**Required tasks**
[A] Answer these three questions from the election-rigging post:
(i) How many people is each cell of volunteers in charge of influencing?
(ii) What is sent out when policy inconsistencies and gaffs are spotted?
(iii) Which research area does the last comment recommend checking out?
[B] Do these statements agree with the election-rigging post?
(i) The profiled people have their constituency and social status logged in the database.
(ii) The Tracker database supplies "attack" information to every media outlet.
(iii) Damien's post on this topic is the first in the series.
[C] Resume the election-rigging post after its final sentence.

Can the Internet Rig Elections?
Read more about: Blogging, Government, Irish Election
Damien’s second post in the series on rigging an election online is up. Yesterday he went through how the web can organise cells, as it were, of supporters that are actively canvassing throughout the year-convincing, reporting and polling so as to delivery at election day.
The E.A.B. system’s Reach module allows the creation of cells of subtle volunteers, who in turn are in charge of influencing 50 people in their social grouping who would be classed as swing voters. These 50 people are all profiled and their constituency and social status are logged in the database. Also whether they are registered to vote. This is the important differentiation compared to the traditional systems.
Today it moves to the dirty work of data and digging through information on your own candidate and the oppositions. Ability to see what is said, printed and mentioned on your candidate and the oppositions is quite scary.
When policy inconsistencies and gaffs are spotted a special alert is sent out. The Tracker database can also be used to supply sympathetic media outlets and bloggers with “attack” information on opposition candidates.
Pie in the sky? Or the way of the future?







Pie in the sky. Irish politics does not run on issues like that.
I don’t really see how anything mentioned constitutes rigging.
fair point Niall, tho its damiens phrasing not mine. I would suspect that he means it in the sense of deploying ict in ways that might seem unfair or at least overly controlling of ‘open’ democratic processes? Not sure tho-head over and ask him.
Aye Simon your right in a sense but it seems that Damien is arguing that technology can win you elections in a way irish politics does run (targetting people, convincing friends, manipulating media and ‘negative’ information) rather than just the ol blogging.
To the first module of the system check out the research area of social network analysis, every major telecom is doing it to their data. So are half the social informatics researchers in the states who’re aiming to figure cell structure of terrorist cells.

**Dataset excerpts**
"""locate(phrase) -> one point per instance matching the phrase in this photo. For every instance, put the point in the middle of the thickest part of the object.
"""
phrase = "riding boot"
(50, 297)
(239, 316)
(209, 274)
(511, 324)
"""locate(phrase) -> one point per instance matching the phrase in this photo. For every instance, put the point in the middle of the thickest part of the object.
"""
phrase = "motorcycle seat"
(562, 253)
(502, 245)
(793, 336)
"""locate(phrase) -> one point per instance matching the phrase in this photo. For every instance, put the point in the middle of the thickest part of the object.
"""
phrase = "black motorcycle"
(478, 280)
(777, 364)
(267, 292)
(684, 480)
---
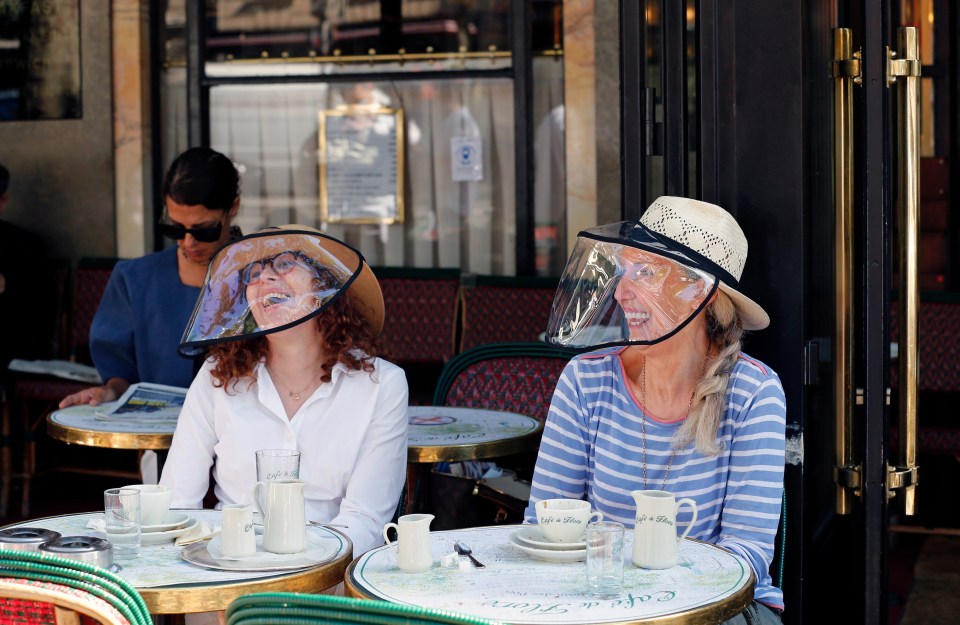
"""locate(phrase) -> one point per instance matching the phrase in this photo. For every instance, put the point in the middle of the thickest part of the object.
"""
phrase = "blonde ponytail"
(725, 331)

**Your responses**
[A]
(i) 50 people in their social grouping who would be classed as swing voters.
(ii) A special alert.
(iii) Social network analysis.

[B]
(i) Yes: "These 50 people are all profiled and their constituency and social status are logged in the database."
(ii) No: "supply sympathetic media outlets and bloggers with “attack” information on opposition candidates."
(iii) No: "Damien’s second post in the series on rigging an election online is up."

[C]
To the second module of the system, checkout Excaliber I posted something on it around 2004 which Labour has been using in the UK since around 1995.
A more scholarly type person may be interested in “Think global, talk local: Getting the party political message across in the age of the Internet” or “Election Campaigning Online- German Party Websites in the 2002 National Elections” or “Voters in a Changing Media Environment- A Data-Based Retrospective on Consequences of Media Change in Germany”.
For bloggers there is a nice article on the German elections, “Weblog Campaigning in the German Bundestag Election 2005”.
These ideas aren’t new I know that FF and FG have been kicking them around for several years but of course if I said any more I’d have to kill you or charge you enough of a fee that it’d probably have the same effect.
Cian my point is that information matters little to people in Irish elections. It is done on reputation and who people meet face to face. Reputation is not made from the papers but through word of mouth. Most people are not political in this country or members of parties. Which is shrinking so the convincing friends has very limited scope.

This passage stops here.